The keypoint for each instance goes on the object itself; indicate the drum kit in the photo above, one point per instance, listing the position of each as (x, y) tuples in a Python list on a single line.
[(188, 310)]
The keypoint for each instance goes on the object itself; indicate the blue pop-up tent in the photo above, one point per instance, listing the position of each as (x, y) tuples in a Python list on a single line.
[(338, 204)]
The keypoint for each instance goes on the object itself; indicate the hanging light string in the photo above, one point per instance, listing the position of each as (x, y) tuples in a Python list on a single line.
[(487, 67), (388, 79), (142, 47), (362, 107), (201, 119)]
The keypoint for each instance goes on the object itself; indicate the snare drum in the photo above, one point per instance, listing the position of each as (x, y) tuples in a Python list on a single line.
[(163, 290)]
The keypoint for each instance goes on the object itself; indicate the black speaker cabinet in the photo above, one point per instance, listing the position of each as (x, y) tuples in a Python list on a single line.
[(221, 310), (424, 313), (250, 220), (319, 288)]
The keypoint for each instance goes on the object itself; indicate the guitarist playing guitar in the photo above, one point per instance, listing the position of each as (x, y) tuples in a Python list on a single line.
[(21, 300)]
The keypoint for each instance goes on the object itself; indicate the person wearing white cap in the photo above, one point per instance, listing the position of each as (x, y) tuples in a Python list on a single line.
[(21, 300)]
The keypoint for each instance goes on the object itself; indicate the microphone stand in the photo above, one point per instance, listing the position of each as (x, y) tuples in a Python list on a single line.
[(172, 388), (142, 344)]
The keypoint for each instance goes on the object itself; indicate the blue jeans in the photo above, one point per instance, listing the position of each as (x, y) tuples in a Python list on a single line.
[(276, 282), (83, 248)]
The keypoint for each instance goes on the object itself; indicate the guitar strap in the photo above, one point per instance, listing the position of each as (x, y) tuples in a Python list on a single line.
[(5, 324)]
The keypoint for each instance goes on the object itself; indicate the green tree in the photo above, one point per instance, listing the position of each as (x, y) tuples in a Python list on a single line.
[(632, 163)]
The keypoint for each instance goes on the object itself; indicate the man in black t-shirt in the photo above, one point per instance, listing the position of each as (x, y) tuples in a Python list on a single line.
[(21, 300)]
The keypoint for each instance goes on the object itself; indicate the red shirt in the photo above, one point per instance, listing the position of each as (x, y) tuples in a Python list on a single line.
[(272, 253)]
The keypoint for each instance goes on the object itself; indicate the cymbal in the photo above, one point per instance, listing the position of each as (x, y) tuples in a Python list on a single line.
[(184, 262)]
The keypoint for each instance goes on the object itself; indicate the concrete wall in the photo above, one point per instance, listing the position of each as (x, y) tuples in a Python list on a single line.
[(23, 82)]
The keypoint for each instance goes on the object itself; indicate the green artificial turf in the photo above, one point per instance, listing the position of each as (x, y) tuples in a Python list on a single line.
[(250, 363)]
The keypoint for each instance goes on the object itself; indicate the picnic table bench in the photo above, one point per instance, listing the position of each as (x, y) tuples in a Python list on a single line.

PROBLEM DESCRIPTION:
Copy out precisely those lines which run from the one containing "indicate the cymbal" to the end of the material.

ANSWER TO THIS PROBLEM:
The keypoint for each instance goes on the object itself; indicate the cymbal in the photo above, one point per instance, listing the position of each as (x, y) tuples in a Python list on a single line.
[(184, 262)]
The keypoint for each instance goes on the object itself; indicate the concrete wall in the photo above, one point per instance, listing the position of each as (x, y) tuples in a Python list on a single line.
[(23, 82)]
The keypoint for each instance goes on the object itself; indicate the green artificial turf in the photo above, one point per instance, listing the position of each as (x, y) tuples in a Python list on a single line.
[(250, 363)]
The keypoint for each instance goes on the object itself; indicate the picnic table bench in the photo above, one point per instance, listing the position of each as (x, y) tuples in a Python list on a single line.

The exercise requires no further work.